Task data:
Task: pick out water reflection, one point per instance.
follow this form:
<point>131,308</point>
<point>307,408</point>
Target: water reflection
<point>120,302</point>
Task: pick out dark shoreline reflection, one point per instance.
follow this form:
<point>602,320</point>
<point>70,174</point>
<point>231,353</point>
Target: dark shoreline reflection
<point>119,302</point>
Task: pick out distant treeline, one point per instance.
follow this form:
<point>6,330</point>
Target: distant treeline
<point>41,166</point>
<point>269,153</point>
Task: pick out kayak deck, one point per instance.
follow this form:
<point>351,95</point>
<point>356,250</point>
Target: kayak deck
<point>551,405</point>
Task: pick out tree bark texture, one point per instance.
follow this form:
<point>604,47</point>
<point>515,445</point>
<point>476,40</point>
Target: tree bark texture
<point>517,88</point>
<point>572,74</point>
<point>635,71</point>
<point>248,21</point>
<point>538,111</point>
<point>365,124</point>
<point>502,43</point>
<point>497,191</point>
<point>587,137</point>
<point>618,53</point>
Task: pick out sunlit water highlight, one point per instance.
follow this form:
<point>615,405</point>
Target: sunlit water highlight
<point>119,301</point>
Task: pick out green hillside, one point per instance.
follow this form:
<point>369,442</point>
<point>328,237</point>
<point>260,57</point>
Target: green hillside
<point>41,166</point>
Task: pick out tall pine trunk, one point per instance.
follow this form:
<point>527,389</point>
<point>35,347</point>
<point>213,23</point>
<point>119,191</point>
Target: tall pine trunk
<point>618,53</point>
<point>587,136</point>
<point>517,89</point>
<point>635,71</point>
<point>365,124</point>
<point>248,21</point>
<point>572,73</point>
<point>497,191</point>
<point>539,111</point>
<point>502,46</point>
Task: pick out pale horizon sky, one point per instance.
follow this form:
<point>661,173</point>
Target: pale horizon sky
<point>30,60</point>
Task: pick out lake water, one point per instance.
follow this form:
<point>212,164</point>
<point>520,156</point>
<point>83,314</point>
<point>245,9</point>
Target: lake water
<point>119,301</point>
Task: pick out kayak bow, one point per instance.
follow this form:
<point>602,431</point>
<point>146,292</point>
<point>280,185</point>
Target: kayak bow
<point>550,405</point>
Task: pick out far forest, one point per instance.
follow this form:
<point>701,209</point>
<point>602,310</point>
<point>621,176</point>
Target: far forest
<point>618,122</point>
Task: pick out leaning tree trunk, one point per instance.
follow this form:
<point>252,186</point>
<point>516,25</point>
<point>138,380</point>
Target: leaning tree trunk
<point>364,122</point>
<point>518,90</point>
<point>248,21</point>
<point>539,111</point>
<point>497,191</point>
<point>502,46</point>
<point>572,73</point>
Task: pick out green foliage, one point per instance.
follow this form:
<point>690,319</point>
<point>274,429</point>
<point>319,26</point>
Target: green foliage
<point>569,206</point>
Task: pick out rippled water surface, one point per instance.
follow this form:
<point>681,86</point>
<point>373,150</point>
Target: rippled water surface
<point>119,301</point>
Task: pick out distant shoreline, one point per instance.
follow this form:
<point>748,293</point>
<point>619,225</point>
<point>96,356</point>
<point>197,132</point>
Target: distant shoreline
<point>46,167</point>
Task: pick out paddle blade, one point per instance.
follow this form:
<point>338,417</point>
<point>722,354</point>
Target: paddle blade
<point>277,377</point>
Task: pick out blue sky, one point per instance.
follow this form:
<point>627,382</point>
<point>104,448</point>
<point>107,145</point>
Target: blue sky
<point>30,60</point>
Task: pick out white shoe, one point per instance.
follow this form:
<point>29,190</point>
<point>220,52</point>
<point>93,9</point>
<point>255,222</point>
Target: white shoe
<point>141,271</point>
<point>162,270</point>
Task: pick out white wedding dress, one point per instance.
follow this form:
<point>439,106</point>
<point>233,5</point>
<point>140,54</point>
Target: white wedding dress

Task directions:
Which lines in the records above include the word "dress"? Copy them out.

Solved exercise:
Task: pick out white wedding dress, one point per instance.
Target: white wedding dress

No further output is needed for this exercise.